### [What is expected]
Select and copy each line of the records that contains the word "baseball", treating uppercase and lowercase as different.

### [Raw data]

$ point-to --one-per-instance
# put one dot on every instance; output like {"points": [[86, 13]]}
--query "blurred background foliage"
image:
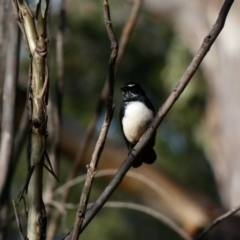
{"points": [[155, 57]]}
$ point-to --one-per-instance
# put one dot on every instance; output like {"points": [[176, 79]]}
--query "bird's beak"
{"points": [[123, 89]]}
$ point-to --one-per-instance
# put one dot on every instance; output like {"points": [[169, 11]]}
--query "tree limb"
{"points": [[206, 45], [106, 124]]}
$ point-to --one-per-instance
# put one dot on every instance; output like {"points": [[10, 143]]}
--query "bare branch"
{"points": [[18, 222], [217, 221], [126, 33], [106, 124], [8, 106], [207, 43]]}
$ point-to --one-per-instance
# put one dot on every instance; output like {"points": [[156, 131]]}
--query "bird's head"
{"points": [[131, 91]]}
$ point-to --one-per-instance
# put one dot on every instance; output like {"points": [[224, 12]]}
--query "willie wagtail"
{"points": [[136, 114]]}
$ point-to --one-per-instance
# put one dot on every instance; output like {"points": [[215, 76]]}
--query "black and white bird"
{"points": [[136, 114]]}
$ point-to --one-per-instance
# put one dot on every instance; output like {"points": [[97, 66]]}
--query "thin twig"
{"points": [[217, 221], [105, 172], [106, 124], [18, 222], [207, 43]]}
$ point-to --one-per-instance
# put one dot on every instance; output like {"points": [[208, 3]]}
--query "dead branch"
{"points": [[106, 124], [207, 43]]}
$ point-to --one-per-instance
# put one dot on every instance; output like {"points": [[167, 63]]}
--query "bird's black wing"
{"points": [[121, 114]]}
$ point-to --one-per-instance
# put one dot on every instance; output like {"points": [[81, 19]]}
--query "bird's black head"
{"points": [[132, 91]]}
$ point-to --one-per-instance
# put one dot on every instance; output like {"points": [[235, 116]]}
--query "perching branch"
{"points": [[106, 124], [206, 45], [18, 222]]}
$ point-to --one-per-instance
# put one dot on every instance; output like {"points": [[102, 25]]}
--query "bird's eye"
{"points": [[135, 90]]}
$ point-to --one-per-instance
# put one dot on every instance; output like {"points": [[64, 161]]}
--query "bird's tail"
{"points": [[147, 155]]}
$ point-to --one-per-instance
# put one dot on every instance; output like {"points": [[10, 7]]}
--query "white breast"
{"points": [[135, 121]]}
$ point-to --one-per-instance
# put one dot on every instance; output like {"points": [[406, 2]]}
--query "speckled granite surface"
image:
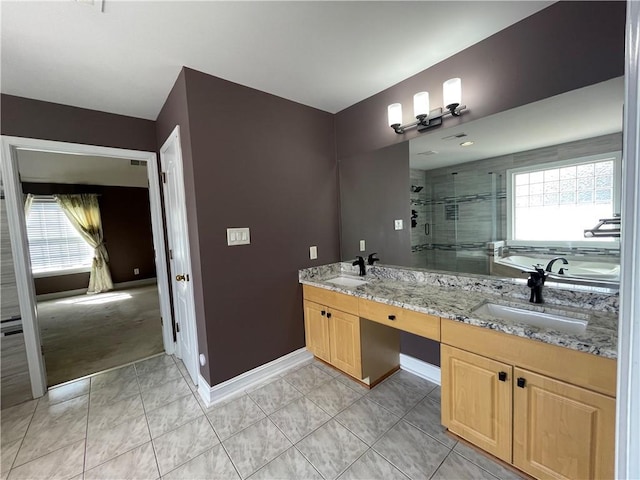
{"points": [[456, 297]]}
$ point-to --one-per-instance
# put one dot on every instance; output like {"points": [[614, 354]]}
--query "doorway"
{"points": [[85, 329], [11, 148]]}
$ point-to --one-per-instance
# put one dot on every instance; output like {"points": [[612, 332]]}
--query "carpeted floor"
{"points": [[90, 333]]}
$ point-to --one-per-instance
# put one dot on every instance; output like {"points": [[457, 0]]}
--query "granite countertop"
{"points": [[455, 297]]}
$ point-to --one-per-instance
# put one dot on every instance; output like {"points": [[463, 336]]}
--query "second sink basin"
{"points": [[345, 281], [552, 321]]}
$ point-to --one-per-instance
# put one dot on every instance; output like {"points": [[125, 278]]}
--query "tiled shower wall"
{"points": [[465, 205]]}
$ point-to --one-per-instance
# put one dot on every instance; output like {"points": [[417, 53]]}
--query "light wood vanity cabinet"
{"points": [[334, 337], [422, 324], [560, 430], [336, 334], [495, 396], [316, 329], [477, 400]]}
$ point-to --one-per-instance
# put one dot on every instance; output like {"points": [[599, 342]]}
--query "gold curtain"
{"points": [[28, 201], [83, 212]]}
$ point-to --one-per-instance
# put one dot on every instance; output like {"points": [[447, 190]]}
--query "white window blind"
{"points": [[54, 245], [557, 202]]}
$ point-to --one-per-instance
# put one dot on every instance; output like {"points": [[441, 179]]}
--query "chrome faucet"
{"points": [[554, 260]]}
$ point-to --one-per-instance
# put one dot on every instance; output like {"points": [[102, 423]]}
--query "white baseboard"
{"points": [[221, 391], [422, 369], [82, 291]]}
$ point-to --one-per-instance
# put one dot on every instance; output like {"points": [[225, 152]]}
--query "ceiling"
{"points": [[584, 113], [50, 167], [327, 55]]}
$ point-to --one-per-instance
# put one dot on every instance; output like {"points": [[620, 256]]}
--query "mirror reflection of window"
{"points": [[557, 202]]}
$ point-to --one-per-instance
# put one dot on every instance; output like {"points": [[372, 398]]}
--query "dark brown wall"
{"points": [[269, 164], [23, 117], [374, 191], [563, 47], [126, 225]]}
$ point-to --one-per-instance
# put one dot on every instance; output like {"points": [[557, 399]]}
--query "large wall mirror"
{"points": [[501, 194]]}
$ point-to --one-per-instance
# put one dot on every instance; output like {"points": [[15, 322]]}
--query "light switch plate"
{"points": [[238, 236]]}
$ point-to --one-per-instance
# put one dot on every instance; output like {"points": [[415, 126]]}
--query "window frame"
{"points": [[58, 271], [617, 190]]}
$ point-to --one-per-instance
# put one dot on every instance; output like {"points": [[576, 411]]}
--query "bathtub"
{"points": [[578, 268]]}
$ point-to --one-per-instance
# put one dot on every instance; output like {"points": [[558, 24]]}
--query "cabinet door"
{"points": [[476, 400], [344, 332], [562, 431], [316, 326]]}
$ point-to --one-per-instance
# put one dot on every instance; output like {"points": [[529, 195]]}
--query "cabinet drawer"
{"points": [[336, 300], [427, 326]]}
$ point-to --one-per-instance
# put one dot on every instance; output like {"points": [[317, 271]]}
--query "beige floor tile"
{"points": [[59, 464], [136, 464], [184, 443]]}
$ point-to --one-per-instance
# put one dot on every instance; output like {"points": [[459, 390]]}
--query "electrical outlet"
{"points": [[238, 236]]}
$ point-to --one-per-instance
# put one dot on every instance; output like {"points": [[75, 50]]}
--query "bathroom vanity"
{"points": [[539, 399]]}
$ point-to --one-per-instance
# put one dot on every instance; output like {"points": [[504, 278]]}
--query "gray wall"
{"points": [[269, 164]]}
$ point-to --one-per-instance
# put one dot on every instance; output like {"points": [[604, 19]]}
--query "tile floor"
{"points": [[145, 421]]}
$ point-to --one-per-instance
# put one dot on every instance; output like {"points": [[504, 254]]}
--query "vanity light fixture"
{"points": [[426, 118]]}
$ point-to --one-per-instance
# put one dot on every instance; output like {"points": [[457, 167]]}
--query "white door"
{"points": [[179, 254]]}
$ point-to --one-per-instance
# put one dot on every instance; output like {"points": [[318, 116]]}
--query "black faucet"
{"points": [[554, 260], [371, 259], [535, 282], [360, 263]]}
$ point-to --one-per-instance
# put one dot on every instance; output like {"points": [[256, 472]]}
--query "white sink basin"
{"points": [[533, 318], [345, 281]]}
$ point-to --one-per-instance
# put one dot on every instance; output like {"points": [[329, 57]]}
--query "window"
{"points": [[558, 201], [54, 245]]}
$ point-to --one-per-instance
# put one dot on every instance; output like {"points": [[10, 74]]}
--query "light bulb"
{"points": [[394, 112], [452, 92], [421, 104]]}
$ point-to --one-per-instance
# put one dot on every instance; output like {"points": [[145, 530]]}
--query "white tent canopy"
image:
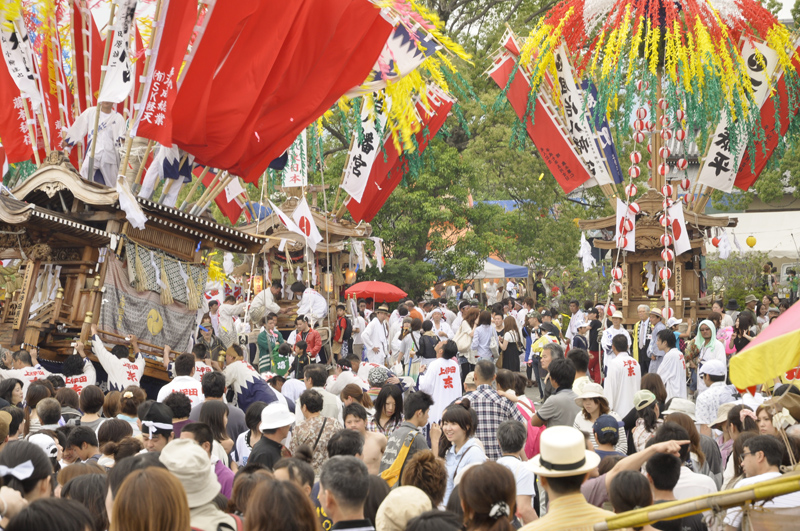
{"points": [[773, 231]]}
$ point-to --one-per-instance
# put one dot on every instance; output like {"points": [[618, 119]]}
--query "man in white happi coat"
{"points": [[110, 132], [376, 336]]}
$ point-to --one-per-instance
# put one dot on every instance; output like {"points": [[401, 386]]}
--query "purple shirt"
{"points": [[225, 476]]}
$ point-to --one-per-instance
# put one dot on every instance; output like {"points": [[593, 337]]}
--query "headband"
{"points": [[22, 471], [156, 426]]}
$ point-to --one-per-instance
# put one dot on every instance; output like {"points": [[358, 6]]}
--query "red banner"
{"points": [[746, 177], [161, 88], [556, 151]]}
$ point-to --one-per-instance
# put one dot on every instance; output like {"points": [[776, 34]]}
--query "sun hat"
{"points": [[643, 398], [713, 368], [401, 505], [276, 415], [605, 423], [681, 405], [188, 462], [591, 390], [563, 453]]}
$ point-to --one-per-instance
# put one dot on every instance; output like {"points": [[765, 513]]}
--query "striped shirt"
{"points": [[569, 513]]}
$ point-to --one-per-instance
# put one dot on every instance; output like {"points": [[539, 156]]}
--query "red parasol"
{"points": [[379, 291]]}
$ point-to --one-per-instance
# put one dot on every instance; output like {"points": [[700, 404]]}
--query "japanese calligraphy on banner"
{"points": [[118, 81], [19, 59], [296, 171], [577, 121], [364, 151], [720, 165]]}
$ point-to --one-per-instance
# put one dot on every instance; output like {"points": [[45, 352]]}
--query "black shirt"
{"points": [[267, 452]]}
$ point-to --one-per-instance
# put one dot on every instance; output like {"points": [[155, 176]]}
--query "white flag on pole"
{"points": [[118, 81], [305, 220]]}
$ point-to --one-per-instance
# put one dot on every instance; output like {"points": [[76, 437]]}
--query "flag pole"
{"points": [[109, 38]]}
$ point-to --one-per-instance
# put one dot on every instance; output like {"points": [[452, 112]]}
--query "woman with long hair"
{"points": [[148, 499], [456, 441], [354, 393], [510, 342], [215, 414], [280, 506], [488, 497], [388, 410]]}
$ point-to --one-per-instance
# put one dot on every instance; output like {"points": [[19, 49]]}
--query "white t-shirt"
{"points": [[186, 385], [734, 516]]}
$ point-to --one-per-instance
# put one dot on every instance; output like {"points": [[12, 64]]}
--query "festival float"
{"points": [[147, 119], [656, 104]]}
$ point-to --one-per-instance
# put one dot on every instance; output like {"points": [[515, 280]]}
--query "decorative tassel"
{"points": [[166, 294], [141, 277]]}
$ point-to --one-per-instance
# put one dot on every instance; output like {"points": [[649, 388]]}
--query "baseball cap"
{"points": [[605, 423]]}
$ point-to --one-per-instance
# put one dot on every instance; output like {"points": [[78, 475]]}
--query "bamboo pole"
{"points": [[109, 39], [135, 112], [194, 187]]}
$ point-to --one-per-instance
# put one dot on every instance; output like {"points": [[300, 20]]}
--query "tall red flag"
{"points": [[161, 88]]}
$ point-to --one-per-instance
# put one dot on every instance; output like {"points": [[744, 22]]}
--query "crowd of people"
{"points": [[289, 435]]}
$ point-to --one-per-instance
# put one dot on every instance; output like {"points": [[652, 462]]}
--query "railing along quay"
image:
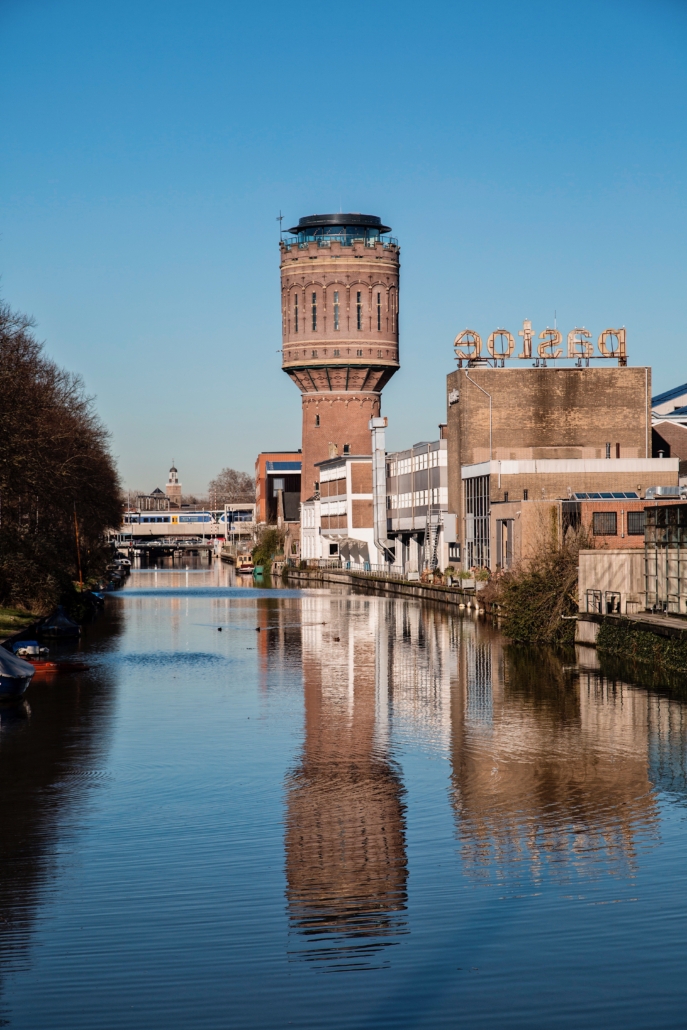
{"points": [[335, 571]]}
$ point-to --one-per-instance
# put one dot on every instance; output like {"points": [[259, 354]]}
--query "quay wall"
{"points": [[656, 641]]}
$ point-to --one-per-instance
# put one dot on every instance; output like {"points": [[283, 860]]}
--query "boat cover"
{"points": [[15, 668], [60, 624]]}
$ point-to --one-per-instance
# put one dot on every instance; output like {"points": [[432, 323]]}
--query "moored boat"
{"points": [[59, 624], [15, 675], [29, 650]]}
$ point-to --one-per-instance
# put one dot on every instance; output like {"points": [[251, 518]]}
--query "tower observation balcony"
{"points": [[340, 303], [343, 229]]}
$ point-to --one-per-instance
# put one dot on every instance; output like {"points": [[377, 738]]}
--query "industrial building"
{"points": [[544, 434], [277, 486]]}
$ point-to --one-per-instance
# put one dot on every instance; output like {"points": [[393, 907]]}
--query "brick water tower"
{"points": [[340, 330]]}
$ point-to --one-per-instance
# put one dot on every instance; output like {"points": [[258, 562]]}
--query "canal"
{"points": [[270, 808]]}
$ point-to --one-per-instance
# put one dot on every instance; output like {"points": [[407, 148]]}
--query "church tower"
{"points": [[173, 487], [340, 330]]}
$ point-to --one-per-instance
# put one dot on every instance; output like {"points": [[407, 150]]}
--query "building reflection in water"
{"points": [[548, 766], [551, 766], [52, 751]]}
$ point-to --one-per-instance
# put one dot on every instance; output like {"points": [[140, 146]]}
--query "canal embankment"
{"points": [[390, 587]]}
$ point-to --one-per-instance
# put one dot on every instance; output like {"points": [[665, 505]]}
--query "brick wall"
{"points": [[343, 419]]}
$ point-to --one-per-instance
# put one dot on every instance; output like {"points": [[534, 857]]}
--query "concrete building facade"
{"points": [[418, 522], [275, 472], [339, 522], [340, 331]]}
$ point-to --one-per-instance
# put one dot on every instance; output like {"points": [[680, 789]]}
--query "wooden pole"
{"points": [[78, 553]]}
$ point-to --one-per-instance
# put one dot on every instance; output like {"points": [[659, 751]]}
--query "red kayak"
{"points": [[58, 666]]}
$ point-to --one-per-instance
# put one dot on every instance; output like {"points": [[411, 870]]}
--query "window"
{"points": [[605, 524], [636, 522], [477, 520]]}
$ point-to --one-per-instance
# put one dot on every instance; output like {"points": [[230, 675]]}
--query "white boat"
{"points": [[15, 675]]}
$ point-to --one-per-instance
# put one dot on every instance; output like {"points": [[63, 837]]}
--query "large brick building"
{"points": [[522, 435], [340, 331]]}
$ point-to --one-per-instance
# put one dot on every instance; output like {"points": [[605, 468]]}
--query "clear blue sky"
{"points": [[529, 156]]}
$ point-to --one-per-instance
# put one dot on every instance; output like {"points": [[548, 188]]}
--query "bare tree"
{"points": [[58, 480], [231, 486]]}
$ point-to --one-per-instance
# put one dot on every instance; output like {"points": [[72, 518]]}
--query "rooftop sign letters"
{"points": [[501, 345]]}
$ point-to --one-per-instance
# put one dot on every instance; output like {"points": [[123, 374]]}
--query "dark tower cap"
{"points": [[348, 220]]}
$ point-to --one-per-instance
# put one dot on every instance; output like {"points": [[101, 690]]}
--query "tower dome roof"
{"points": [[351, 219]]}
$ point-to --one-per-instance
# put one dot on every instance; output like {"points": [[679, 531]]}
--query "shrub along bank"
{"points": [[539, 598], [621, 638]]}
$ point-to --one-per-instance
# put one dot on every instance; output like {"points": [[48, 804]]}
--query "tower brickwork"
{"points": [[340, 330]]}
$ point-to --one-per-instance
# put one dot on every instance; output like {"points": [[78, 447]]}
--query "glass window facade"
{"points": [[605, 524], [636, 522], [477, 521]]}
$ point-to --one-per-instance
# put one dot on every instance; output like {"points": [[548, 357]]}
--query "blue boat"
{"points": [[15, 675]]}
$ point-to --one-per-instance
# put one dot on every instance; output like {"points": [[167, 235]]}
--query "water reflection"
{"points": [[547, 767], [346, 866], [551, 767], [53, 749]]}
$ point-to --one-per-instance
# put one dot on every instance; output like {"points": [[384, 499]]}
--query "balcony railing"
{"points": [[345, 241]]}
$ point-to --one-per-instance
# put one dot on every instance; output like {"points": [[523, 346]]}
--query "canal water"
{"points": [[341, 812]]}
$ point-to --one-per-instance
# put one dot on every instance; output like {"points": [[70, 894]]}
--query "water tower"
{"points": [[340, 330]]}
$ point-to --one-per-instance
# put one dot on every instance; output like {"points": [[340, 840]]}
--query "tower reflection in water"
{"points": [[346, 865]]}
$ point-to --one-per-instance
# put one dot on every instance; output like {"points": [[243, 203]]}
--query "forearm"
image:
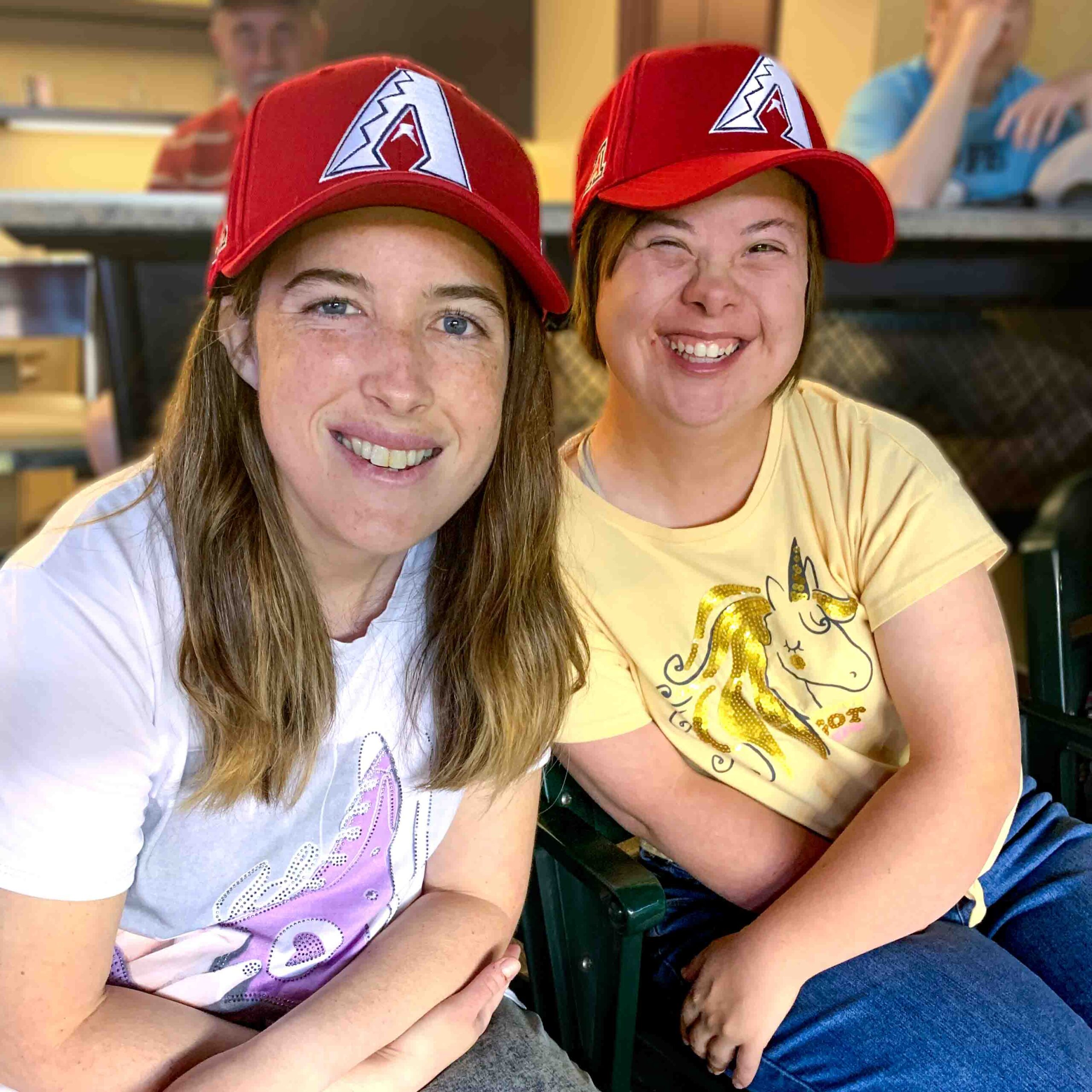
{"points": [[420, 959], [908, 857], [915, 171], [133, 1042], [649, 788], [757, 853]]}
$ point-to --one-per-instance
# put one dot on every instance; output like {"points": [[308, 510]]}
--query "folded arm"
{"points": [[647, 785], [63, 1029]]}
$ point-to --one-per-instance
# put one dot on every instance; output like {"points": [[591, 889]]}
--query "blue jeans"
{"points": [[1006, 1007]]}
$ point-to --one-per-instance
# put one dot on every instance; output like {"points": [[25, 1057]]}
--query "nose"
{"points": [[712, 289], [268, 53], [398, 375]]}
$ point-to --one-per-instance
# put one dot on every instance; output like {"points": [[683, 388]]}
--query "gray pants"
{"points": [[515, 1053]]}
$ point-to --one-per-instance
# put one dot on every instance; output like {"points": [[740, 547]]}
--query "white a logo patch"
{"points": [[404, 126], [766, 103]]}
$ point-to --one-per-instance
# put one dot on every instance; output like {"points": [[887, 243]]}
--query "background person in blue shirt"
{"points": [[964, 123]]}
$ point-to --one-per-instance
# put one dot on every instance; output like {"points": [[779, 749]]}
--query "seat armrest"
{"points": [[634, 896]]}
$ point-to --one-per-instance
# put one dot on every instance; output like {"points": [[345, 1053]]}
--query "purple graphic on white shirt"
{"points": [[278, 956]]}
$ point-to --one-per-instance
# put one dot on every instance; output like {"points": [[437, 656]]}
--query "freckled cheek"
{"points": [[474, 408]]}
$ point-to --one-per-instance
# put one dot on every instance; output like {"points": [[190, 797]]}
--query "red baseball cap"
{"points": [[381, 131], [683, 124]]}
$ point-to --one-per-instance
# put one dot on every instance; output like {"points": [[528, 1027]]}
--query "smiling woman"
{"points": [[290, 682]]}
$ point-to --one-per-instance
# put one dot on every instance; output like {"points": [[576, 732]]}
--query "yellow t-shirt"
{"points": [[749, 642]]}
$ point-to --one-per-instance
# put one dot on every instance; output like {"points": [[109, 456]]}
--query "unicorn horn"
{"points": [[798, 581]]}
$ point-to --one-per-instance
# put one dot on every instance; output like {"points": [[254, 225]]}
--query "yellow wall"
{"points": [[110, 79], [96, 78], [576, 58], [834, 46], [828, 46], [75, 161]]}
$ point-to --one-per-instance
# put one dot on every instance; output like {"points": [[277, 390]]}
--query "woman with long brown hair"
{"points": [[273, 703]]}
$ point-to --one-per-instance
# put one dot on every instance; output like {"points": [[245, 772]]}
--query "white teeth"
{"points": [[378, 456], [707, 351]]}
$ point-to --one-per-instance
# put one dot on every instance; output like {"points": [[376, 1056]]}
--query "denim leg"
{"points": [[1039, 896], [946, 1008]]}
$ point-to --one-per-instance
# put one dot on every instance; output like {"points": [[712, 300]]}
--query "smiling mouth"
{"points": [[393, 459], [700, 352]]}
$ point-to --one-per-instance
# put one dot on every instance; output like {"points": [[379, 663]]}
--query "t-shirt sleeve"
{"points": [[77, 747], [171, 164], [920, 528], [876, 119], [611, 703]]}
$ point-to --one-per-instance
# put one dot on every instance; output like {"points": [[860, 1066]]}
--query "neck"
{"points": [[985, 85], [677, 475], [354, 592]]}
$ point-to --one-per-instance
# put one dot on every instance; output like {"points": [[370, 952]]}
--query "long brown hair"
{"points": [[601, 238], [502, 650]]}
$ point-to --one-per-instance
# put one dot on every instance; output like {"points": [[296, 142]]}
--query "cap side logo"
{"points": [[599, 168], [406, 125], [766, 103]]}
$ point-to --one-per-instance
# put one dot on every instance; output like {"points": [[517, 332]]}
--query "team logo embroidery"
{"points": [[406, 125], [766, 103], [599, 168]]}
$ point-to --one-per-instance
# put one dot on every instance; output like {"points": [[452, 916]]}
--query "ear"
{"points": [[235, 337]]}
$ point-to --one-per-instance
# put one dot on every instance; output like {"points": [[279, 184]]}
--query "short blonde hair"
{"points": [[601, 238]]}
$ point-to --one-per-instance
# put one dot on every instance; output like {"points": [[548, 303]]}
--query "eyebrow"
{"points": [[761, 225], [331, 276], [664, 220], [485, 294], [349, 280]]}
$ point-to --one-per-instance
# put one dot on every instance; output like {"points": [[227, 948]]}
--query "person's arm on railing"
{"points": [[915, 172]]}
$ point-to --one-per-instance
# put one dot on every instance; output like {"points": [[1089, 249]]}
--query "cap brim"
{"points": [[855, 215], [438, 196]]}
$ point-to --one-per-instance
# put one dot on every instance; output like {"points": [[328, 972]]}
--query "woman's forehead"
{"points": [[771, 188], [372, 236]]}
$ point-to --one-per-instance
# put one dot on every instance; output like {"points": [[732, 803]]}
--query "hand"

### [Result below]
--query "baseball cap"
--query "red baseball cap"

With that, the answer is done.